## SOURCE DOCUMENT:
begin

In applications such as concert show lighting, architectural lighting, and cinema projection, good color mixing is essential. The optics design in front of a RGBW LED source must include optimization for color uniformity as well as beam shape.
A common solution is to place diffuse materials in the optical path. This can provide a good color mix but has negative trade-offs including increased etendue and light losses. These schemes are not suitable when tight beam angles are required.
One design approach for narrower beam angles is color mixing rods. In the images below, that approach is explained.
A typical RGBW LED is shown in the first image. Knowing the die location in LED is important. Some LED suppliers use mixed die location in their products (such as Ledengin LZC-03MD07 LED). In that arrangement, the diffusion option is the correct approach.
A simple glass or clear plastic rod produces an even color illuminance at the end surface if the LED is placed at the opposite aperture. The luminous intensity is however poorly color mixed. The light is collimated but the luminous intensity profile is also transferred. See images below
By adding a microlens array at both rod ends, we can achieve a mixed color luminous intensity.

end

## GIVEN RECORDS:
begin

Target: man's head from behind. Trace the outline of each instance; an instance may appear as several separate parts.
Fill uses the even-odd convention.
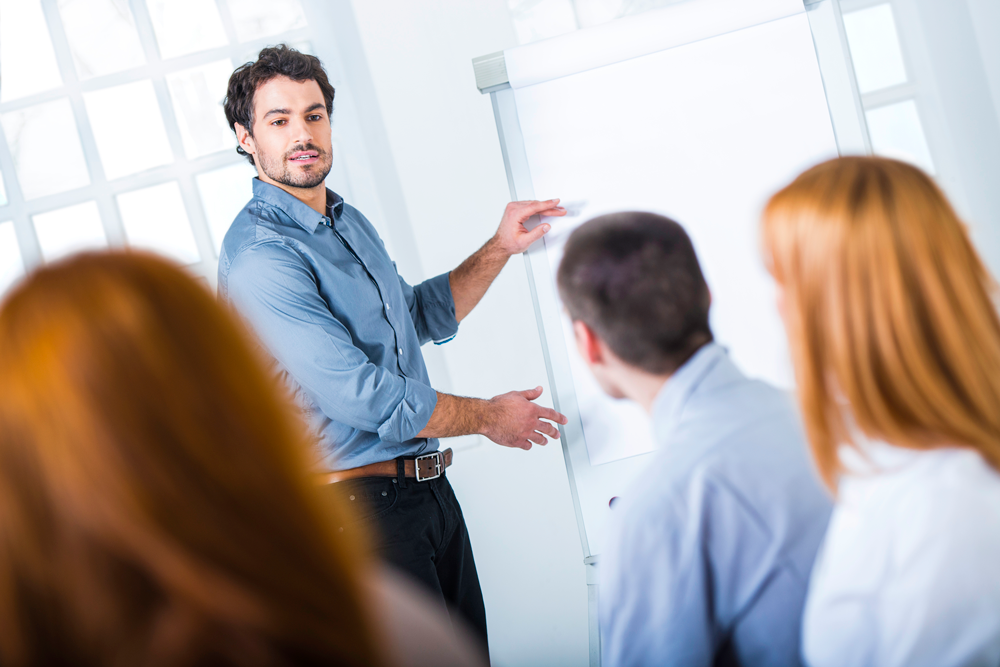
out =
[[[601,387],[669,376],[712,340],[711,295],[684,229],[654,213],[614,213],[570,235],[557,277],[577,345]]]
[[[323,183],[332,165],[334,89],[315,56],[284,44],[262,50],[229,78],[226,121],[236,151],[261,180],[293,188]]]

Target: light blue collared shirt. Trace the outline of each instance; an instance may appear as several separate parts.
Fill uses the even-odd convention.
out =
[[[801,664],[830,516],[792,398],[709,343],[653,404],[660,447],[600,562],[605,667]]]
[[[420,352],[458,331],[448,274],[410,287],[375,228],[327,190],[329,216],[253,180],[219,257],[219,296],[250,322],[310,414],[333,470],[436,451]]]

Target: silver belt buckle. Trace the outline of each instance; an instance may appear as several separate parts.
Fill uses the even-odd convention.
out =
[[[428,475],[427,477],[421,477],[420,462],[426,461],[428,459],[434,459],[434,474]],[[438,477],[441,476],[441,473],[444,472],[444,456],[441,454],[441,452],[432,452],[430,454],[424,454],[423,456],[418,456],[416,459],[414,459],[413,467],[417,473],[418,482],[429,482],[432,479],[437,479]]]

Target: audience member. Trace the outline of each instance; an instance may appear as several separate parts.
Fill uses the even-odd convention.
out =
[[[338,538],[238,322],[150,255],[80,255],[0,309],[0,664],[478,664]]]
[[[837,496],[806,661],[1000,665],[1000,319],[965,226],[918,169],[842,158],[771,199],[763,238]]]
[[[799,664],[830,502],[794,401],[713,342],[708,286],[672,220],[587,222],[558,285],[584,360],[651,414],[661,447],[601,553],[604,665]]]

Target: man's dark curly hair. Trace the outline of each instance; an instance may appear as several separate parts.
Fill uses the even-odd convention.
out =
[[[254,93],[261,85],[276,76],[287,76],[292,81],[315,81],[319,84],[319,89],[323,91],[327,115],[333,115],[335,91],[330,85],[330,80],[326,77],[323,63],[316,56],[310,56],[284,44],[279,44],[263,49],[257,55],[256,62],[240,65],[229,77],[229,89],[226,91],[224,107],[226,122],[229,123],[229,127],[233,128],[233,132],[236,131],[235,124],[239,123],[247,129],[251,137],[253,136]],[[245,155],[250,160],[250,164],[254,163],[253,156],[243,150],[241,146],[236,147],[236,152]]]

end

## GIVEN INSTRUCTION A:
Drawing on the LED color-mixing text, explain in one to three sentences why a simple glass or clear plastic rod alone does not fully solve color mixing, and what the text adds to fix this.
## GIVEN INSTRUCTION B:
According to the LED color-mixing text, what negative trade-offs come with placing diffuse materials in the optical path?
## GIVEN INSTRUCTION C:
Continue the LED color-mixing text from where it stops, in the same textbook voice.
The records have no connection to the LED color-mixing text.

## RIGHT ANSWER A:
A simple rod gives even color illuminance at its end surface, but its luminous intensity is poorly color mixed because the luminous intensity profile is carried through along with the collimated light. Adding a microlens array at both rod ends produces a mixed color luminous intensity.

## RIGHT ANSWER B:
Increased etendue and light losses.

## RIGHT ANSWER C:
We still have high angles of light at the mixing rod. Some light is reflected back due to total internal reflection on the steep microlens surfaces: light is lost. To increase efficiency, we add some slope to the rod and the color mixed spots are improved. See images below.
Now that we have good luminous intensity color mix, we can use a TIR lens to collimate light. An asphere based concept can be used to provide variable spot system. The spot shown here is not perfect but can can be improved with additional optimization, or by adding more lens elements.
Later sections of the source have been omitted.